* Do this *
Please reproduce the rows below line for line, leaving the pictures out of your copy.

* Provided material *
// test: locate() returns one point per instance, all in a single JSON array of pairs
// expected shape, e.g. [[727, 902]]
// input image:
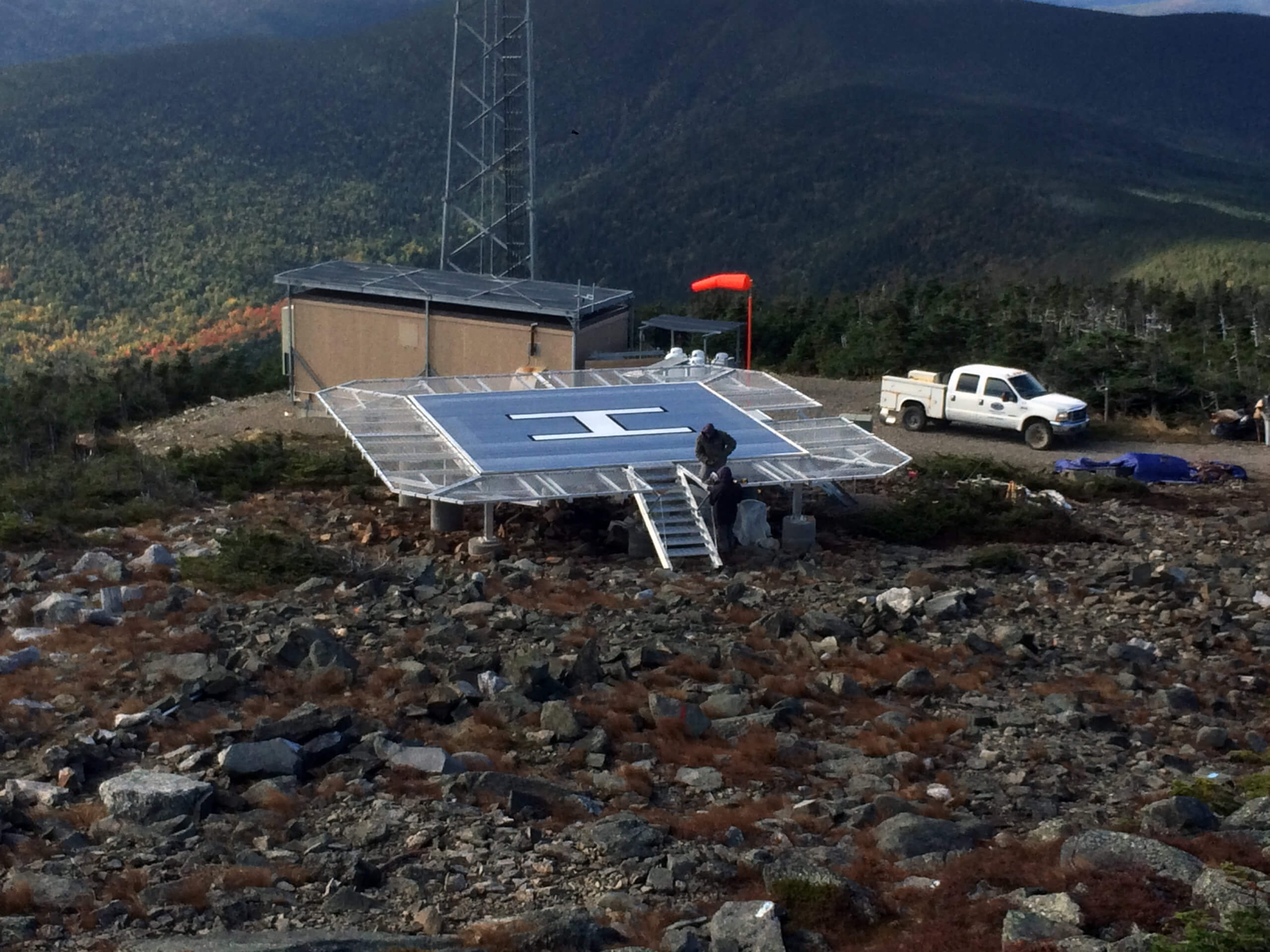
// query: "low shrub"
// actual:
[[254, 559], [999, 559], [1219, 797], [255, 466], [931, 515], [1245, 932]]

* Task solution *
// test: locate() returns one point per instance, all in a single JSON array of pairs
// expected shape, e.g. [[727, 902]]
// input image:
// query: "low shrub"
// actual:
[[254, 559], [999, 559], [1219, 797], [255, 466], [931, 515], [1245, 932]]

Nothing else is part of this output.